_How to complete this task_
Please set down all of the data below verbatim.

[Dataset records]
*** Begin section ***

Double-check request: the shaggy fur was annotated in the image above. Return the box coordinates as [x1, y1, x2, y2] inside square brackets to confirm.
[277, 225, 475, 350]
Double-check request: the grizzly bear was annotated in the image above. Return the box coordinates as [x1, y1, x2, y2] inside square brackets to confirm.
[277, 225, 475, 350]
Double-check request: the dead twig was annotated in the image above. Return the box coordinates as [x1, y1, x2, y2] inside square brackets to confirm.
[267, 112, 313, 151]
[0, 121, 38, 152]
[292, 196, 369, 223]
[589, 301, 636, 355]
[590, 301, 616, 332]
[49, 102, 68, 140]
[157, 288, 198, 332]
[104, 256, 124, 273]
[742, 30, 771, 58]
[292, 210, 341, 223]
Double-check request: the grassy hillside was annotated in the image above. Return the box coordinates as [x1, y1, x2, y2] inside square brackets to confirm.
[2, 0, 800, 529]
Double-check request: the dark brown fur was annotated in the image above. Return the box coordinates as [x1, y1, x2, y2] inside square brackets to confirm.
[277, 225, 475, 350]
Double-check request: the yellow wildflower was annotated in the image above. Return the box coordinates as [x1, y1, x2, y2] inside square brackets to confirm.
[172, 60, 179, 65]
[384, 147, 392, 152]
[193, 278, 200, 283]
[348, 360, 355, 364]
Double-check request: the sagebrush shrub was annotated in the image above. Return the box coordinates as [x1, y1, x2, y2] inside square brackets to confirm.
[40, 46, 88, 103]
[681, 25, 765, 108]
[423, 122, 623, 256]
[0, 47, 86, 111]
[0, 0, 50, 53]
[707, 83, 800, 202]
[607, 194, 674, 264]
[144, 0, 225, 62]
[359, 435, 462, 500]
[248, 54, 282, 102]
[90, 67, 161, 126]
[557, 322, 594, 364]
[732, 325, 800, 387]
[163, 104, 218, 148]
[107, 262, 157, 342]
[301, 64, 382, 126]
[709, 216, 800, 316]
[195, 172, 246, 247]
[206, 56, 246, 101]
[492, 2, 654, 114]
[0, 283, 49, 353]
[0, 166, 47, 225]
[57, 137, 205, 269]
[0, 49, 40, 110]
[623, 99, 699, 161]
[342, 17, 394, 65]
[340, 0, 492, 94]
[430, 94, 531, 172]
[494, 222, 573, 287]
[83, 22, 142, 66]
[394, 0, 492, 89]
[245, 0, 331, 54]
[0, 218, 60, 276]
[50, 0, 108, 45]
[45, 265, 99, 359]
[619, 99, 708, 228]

*** End section ***

_Answer area_
Double-check request: the shaggy fur was annotated in the image above. Return the box coordinates as [x1, y1, x2, y2] inside square brackets to confirm.
[277, 225, 475, 350]
Double-check request: the grizzly bear was annotated in the image above. Return the box coordinates as [x1, y1, x2, y2] inside square brackets to confirm.
[277, 225, 475, 350]
Double-check request: the dead twig was annotated in the image above. Return the box coordinates as [x1, y1, x2, y2] inside square brackets to confirm.
[267, 112, 313, 151]
[0, 121, 38, 152]
[292, 196, 369, 223]
[589, 301, 636, 355]
[590, 301, 616, 332]
[49, 102, 68, 140]
[157, 288, 198, 332]
[104, 256, 124, 273]
[742, 30, 771, 58]
[292, 210, 341, 223]
Double-check request: the grassy hillside was annotated in the image above. Return the box coordinates as [x1, y1, x2, y2] inside square brackets to confirm.
[2, 0, 800, 529]
Double-check request: the dark brown fur was annotated in the image above. Return the box coordinates as [x1, y1, x2, y2] inside square brackets to confirm.
[277, 225, 475, 350]
Double-check request: the yellow wildflower was annotated in the image above. Return the box coordinates as [x1, y1, x2, y2] inside square brackets to confirm.
[172, 60, 179, 65]
[384, 147, 392, 152]
[193, 278, 200, 283]
[348, 360, 355, 364]
Double-check request: the sagebrush shrub was annotated in the image above. Return the box coordinates as [x1, y1, x2, y2] inside square brackets to confirm.
[40, 46, 88, 103]
[681, 25, 765, 108]
[423, 122, 623, 256]
[0, 47, 86, 111]
[0, 0, 50, 53]
[707, 83, 800, 202]
[607, 194, 674, 264]
[144, 0, 225, 62]
[359, 435, 462, 500]
[248, 54, 282, 102]
[90, 67, 161, 126]
[557, 322, 594, 364]
[732, 325, 800, 387]
[163, 104, 218, 148]
[107, 262, 157, 342]
[301, 64, 382, 126]
[709, 216, 800, 316]
[195, 172, 246, 247]
[206, 56, 246, 101]
[492, 2, 654, 114]
[0, 283, 49, 353]
[0, 166, 47, 225]
[57, 137, 205, 269]
[0, 49, 40, 110]
[623, 99, 699, 161]
[342, 17, 394, 65]
[340, 0, 492, 94]
[430, 94, 531, 172]
[494, 222, 573, 287]
[83, 22, 142, 66]
[394, 0, 492, 89]
[245, 0, 331, 54]
[0, 218, 60, 276]
[50, 0, 108, 45]
[45, 265, 99, 359]
[619, 99, 708, 228]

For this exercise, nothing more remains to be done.